## Exercise
Convert the entries below, from their start through the line that contains "[(853, 139)]", into a JSON list of strings with one string per line and no blank lines. Leave the pictures out.

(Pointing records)
# # # #

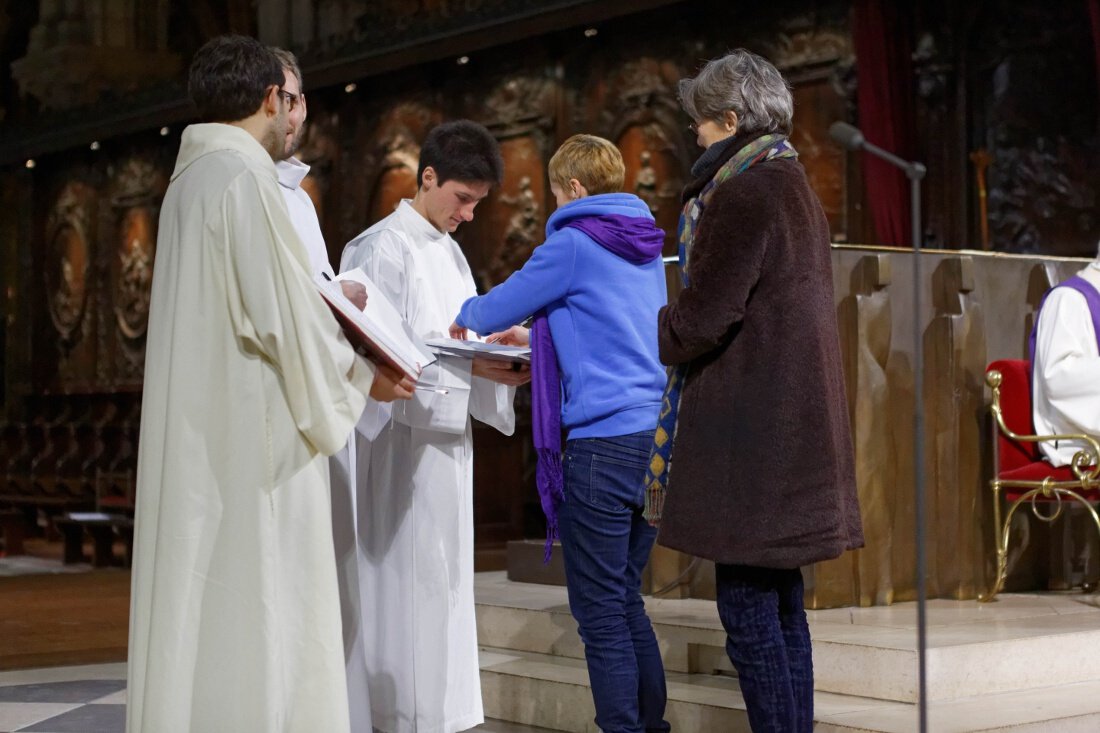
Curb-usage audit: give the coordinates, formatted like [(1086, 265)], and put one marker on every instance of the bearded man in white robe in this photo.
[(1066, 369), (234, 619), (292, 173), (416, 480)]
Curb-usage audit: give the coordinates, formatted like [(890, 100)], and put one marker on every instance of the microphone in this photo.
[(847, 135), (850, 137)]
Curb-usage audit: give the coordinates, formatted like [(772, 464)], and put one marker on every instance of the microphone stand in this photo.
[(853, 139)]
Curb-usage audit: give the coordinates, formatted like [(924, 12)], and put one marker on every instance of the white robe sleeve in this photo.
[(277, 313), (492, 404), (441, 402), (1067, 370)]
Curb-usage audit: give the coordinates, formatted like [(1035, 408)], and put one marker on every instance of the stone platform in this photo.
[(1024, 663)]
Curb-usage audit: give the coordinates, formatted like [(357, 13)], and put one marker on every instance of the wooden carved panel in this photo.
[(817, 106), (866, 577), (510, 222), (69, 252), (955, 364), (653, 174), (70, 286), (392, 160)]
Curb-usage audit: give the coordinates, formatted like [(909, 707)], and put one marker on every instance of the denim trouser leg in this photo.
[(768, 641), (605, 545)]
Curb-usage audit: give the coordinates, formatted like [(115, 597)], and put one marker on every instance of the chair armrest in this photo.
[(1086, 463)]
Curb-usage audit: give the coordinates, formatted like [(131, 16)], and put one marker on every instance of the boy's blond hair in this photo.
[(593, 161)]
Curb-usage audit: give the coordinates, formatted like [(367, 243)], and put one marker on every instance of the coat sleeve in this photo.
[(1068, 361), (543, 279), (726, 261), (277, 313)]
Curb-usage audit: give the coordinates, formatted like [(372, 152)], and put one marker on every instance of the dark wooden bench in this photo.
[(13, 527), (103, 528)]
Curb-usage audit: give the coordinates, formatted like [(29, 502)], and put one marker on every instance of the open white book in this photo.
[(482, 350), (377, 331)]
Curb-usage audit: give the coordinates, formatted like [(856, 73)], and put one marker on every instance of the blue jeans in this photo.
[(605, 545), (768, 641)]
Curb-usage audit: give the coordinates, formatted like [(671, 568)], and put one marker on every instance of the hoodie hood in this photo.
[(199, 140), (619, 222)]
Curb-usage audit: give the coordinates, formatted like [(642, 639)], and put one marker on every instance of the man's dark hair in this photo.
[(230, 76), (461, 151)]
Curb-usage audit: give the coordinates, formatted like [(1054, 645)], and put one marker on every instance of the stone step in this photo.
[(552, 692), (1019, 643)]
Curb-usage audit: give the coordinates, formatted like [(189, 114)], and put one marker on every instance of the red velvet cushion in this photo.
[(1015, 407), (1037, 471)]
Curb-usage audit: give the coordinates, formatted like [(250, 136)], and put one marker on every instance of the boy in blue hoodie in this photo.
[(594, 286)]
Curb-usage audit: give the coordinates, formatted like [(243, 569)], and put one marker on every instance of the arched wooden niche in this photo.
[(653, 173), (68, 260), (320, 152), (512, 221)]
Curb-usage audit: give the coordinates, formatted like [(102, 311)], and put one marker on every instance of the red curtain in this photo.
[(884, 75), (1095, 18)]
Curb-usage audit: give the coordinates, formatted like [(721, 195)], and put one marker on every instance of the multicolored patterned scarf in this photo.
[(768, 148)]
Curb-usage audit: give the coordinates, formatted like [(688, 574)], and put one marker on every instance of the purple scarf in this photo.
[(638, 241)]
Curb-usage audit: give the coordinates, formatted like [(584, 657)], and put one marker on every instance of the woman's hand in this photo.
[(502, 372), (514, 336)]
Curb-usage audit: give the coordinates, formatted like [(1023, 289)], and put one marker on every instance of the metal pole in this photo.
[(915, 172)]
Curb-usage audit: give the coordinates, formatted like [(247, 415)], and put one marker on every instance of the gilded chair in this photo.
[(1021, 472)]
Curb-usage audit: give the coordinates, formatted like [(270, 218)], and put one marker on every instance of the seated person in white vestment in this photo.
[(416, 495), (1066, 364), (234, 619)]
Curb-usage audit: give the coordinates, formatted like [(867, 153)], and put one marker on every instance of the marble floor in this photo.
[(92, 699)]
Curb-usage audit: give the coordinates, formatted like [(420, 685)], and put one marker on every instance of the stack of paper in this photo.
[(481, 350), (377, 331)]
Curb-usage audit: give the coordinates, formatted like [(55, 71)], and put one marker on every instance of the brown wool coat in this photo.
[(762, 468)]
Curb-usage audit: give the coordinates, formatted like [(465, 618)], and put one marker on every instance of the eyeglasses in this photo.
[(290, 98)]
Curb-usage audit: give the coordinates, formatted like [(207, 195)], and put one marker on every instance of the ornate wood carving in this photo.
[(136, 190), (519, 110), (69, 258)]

# # # #

## The solution
[
  "Curb-usage audit: give the coordinates, formatted like [(1086, 265)], and put one marker on every instance of the bearded man in white robe in this photo.",
  "[(1066, 369), (234, 619), (292, 173), (416, 480)]",
  "Curb-usage audit: give the coordinates, formatted like [(890, 100)], and put one marker on every instance of the microphone in this photo.",
  "[(847, 135), (850, 137)]",
  "Curb-usage audit: give the coordinates, formatted like [(772, 464)], and put one marker on every instance of the microphone stand in this photo.",
  "[(853, 139)]"
]